SHORT PROBLEM — Will you quote all of the entries, word for word?

Point annotation records:
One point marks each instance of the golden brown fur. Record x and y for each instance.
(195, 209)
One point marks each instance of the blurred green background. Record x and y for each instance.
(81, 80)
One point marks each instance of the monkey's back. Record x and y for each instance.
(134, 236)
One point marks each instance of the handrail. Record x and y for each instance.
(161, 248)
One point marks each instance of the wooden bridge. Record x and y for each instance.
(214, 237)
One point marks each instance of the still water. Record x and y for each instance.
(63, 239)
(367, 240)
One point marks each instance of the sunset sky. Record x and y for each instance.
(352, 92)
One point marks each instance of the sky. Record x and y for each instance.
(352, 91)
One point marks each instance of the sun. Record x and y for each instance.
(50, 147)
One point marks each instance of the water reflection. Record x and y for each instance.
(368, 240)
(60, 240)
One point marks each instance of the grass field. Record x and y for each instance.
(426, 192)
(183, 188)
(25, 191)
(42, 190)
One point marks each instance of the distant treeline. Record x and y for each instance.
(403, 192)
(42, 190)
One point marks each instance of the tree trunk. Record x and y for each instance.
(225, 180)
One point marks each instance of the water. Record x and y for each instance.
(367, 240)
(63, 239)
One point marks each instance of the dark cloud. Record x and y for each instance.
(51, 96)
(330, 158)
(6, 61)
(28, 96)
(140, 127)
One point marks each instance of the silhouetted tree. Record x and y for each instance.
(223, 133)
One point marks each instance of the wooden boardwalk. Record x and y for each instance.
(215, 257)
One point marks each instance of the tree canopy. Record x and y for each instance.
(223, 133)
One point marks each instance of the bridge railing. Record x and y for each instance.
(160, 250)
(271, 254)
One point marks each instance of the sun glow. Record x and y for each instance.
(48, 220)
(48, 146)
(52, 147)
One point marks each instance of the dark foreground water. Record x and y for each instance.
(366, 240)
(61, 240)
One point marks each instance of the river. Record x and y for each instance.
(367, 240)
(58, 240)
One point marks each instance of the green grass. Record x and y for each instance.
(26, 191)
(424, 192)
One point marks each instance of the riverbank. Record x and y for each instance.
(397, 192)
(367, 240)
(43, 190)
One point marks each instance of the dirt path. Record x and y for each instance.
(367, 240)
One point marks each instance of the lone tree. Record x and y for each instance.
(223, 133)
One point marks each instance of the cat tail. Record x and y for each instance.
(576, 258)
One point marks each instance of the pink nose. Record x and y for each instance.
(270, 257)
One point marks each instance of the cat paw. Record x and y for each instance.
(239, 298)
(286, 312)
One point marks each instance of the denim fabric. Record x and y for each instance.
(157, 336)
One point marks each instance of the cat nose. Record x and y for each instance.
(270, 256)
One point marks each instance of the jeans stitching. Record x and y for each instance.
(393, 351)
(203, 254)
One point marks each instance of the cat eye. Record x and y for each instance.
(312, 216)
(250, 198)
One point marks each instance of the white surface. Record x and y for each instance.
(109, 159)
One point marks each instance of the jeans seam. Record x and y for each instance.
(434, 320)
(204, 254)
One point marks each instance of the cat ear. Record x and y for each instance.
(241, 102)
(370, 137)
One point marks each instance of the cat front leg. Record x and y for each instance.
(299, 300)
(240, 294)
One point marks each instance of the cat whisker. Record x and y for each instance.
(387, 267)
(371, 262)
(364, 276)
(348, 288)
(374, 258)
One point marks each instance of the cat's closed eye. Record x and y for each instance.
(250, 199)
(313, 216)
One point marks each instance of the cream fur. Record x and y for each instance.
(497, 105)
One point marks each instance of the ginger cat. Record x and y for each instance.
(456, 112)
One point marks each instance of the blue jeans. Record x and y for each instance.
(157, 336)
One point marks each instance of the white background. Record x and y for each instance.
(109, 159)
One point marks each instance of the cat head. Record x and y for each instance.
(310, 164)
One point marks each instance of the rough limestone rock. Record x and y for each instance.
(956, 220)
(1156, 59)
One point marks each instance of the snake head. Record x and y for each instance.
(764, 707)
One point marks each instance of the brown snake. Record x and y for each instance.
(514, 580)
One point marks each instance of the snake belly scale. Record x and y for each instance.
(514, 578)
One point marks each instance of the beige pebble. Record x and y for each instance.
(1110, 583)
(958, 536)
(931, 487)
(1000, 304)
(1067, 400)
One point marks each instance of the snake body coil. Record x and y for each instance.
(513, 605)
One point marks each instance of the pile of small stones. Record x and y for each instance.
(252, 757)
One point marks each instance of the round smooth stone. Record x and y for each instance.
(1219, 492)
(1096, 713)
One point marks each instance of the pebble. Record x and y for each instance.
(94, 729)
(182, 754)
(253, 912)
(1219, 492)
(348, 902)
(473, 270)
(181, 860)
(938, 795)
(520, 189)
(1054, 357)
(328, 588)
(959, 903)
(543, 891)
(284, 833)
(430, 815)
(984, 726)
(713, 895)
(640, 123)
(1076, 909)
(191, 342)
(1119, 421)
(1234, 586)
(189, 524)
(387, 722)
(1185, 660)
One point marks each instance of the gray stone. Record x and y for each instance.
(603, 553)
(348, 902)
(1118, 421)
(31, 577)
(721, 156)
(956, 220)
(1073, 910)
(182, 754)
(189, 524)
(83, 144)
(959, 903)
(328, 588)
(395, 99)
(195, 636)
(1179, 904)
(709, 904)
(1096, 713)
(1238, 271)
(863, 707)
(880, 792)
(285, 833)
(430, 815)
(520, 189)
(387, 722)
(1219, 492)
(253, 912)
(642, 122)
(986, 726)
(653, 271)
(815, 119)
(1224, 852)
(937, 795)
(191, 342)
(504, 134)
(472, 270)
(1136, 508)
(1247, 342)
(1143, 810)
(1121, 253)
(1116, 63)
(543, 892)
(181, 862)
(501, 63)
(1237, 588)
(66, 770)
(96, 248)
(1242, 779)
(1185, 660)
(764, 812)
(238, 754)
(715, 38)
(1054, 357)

EXPECTED ANSWER —
One point marks each instance of the golden brown fur. Record x and y for each instance.
(195, 209)
One point marks each instance of the blurred green background. Record x and y for each instance.
(81, 80)
One point marks each instance of the monkey's back. Record x and y for each instance.
(134, 236)
One point marks each instance of the handrail. Record x and y for each instance.
(161, 248)
One point marks each instance of the wooden bridge. Record x and y for each instance.
(214, 237)
One point marks each instance of the still water. Record x and y for each instance.
(63, 239)
(367, 240)
One point marks each instance of the sunset sky. Record x and y for each instance.
(352, 92)
One point marks each instance of the sky. Record x and y for each instance.
(352, 91)
One point marks each instance of the sun. Record x and y for each instance.
(50, 147)
One point marks each instance of the water reflection. Record x and y for each instance.
(368, 240)
(60, 240)
One point marks each instance of the grass field. Record x and y for each instance.
(426, 192)
(183, 188)
(25, 191)
(42, 190)
One point marks each instance of the distant treeline. Record x and y for each instance.
(403, 192)
(42, 190)
One point marks each instance of the tree trunk. Record x and y for each instance.
(225, 180)
One point marks each instance of the water. Record x and y for each instance.
(367, 240)
(63, 239)
One point marks each instance of the dark cloud. Record x and y for each instance.
(51, 96)
(330, 158)
(6, 61)
(28, 96)
(140, 127)
One point marks each instance of the silhouetted tree. Record x and y for each instance.
(223, 133)
One point marks each instance of the wooden boardwalk. Record x and y for each instance.
(215, 257)
One point marks each instance of the tree canopy. Record x and y for each instance.
(223, 133)
One point marks each instance of the bridge railing. Record x and y for each instance.
(160, 250)
(271, 254)
One point marks each instance of the sun glow. Record x and y for each instance.
(48, 220)
(48, 146)
(52, 147)
One point marks each instance of the dark foreground water. Record x and y for each instance.
(366, 240)
(61, 240)
One point marks each instance of the river. Record x and y for each instance.
(367, 240)
(58, 240)
One point marks each instance of the green grass. Record x and y for each instance.
(26, 191)
(424, 192)
One point marks each instance of the riverbank. Record x and y for each instance.
(397, 192)
(367, 240)
(43, 190)
One point marks each instance of the dirt path. Record x and y for each instance.
(367, 240)
One point marks each instance of the lone tree. Record x and y for each instance.
(223, 133)
One point marks each instance of the cat tail. Record x and y for each instance.
(576, 258)
One point marks each instance of the pink nose. Record x and y for each instance.
(270, 257)
One point marks each instance of the cat paw. Record x and y for each instance.
(239, 298)
(286, 312)
One point marks each instance of the denim fabric. Record x and y for each instance.
(157, 336)
One point marks each instance of the cat nose. Record x and y for each instance.
(270, 256)
One point marks each instance of the jeans stitching. Record x and y for each instance.
(393, 351)
(203, 254)
One point marks each instance of the cat eye. Record x and y for each instance.
(312, 216)
(250, 198)
One point marks each instance of the white surface. Record x and y for each instance.
(109, 159)
One point marks each instance of the jeans seam. Record x and y for each instance.
(434, 320)
(204, 254)
One point marks each instance of the cat ear. Record x and y for each instance.
(241, 102)
(370, 137)
One point marks each instance of the cat front leg. Record x and y for each instance.
(299, 300)
(240, 294)
One point marks each instance of the cat whisker. Record x and y for each instance.
(387, 267)
(371, 262)
(364, 276)
(348, 288)
(374, 258)
One point marks each instance of the cat's closed eye. Record x and y for each instance.
(250, 199)
(313, 216)
One point marks each instance of the cream fur. Record x and y for each instance.
(497, 105)
One point marks each instance of the ginger cat. Record x and y for each instance.
(456, 112)
One point marks each instance of the blue jeans. Record x and y for each instance.
(157, 336)
One point marks each instance of the white background. Record x and y for each instance.
(109, 159)
One point marks each instance of the cat head. Record x and y for each instance.
(310, 164)
One point marks each instance of the rough limestone rock. Record x and y for each instance.
(956, 220)
(1156, 59)
One point marks each instance of the snake head. Record x and y for each instance.
(764, 707)
One point marks each instance of the brown snake. Record x and y for each instance.
(514, 580)
One point marks each instance of the snake belly scale. Record x and y for each instance.
(514, 578)
One point marks each instance of the beige pebble. Record x and y for each instance.
(1110, 583)
(958, 536)
(931, 487)
(1000, 304)
(1067, 400)
One point marks each instance of the snake body coil. Record x and y for each instance.
(513, 605)
One point marks each instance of the pile of small stones. Record x and y for each instance.
(252, 757)
One point marks each instance of the round smooth stone. Record x and y for each instance.
(1219, 492)
(1096, 713)
One point marks each instance of the pebble. Record x and y for each instance.
(94, 729)
(182, 754)
(253, 912)
(1219, 492)
(348, 902)
(473, 270)
(181, 860)
(938, 795)
(520, 189)
(1054, 357)
(328, 588)
(959, 903)
(543, 891)
(284, 833)
(430, 815)
(984, 726)
(713, 895)
(640, 123)
(1076, 909)
(191, 342)
(1119, 421)
(1234, 586)
(189, 524)
(387, 722)
(1185, 660)
One point marks each instance of the gray stone. Record x and y for each instance.
(603, 553)
(348, 902)
(1118, 421)
(31, 577)
(721, 156)
(956, 220)
(1073, 910)
(182, 754)
(189, 524)
(83, 144)
(959, 903)
(328, 588)
(395, 99)
(195, 636)
(1179, 904)
(709, 904)
(1096, 713)
(1238, 271)
(863, 707)
(880, 792)
(285, 833)
(430, 815)
(520, 189)
(387, 722)
(1219, 492)
(253, 912)
(642, 122)
(986, 726)
(653, 271)
(815, 119)
(1224, 852)
(937, 795)
(191, 342)
(504, 134)
(472, 270)
(1136, 508)
(1247, 342)
(1143, 810)
(1121, 253)
(1116, 63)
(543, 892)
(181, 862)
(501, 63)
(1237, 588)
(66, 770)
(96, 248)
(1242, 779)
(1185, 660)
(764, 812)
(238, 754)
(715, 38)
(1054, 357)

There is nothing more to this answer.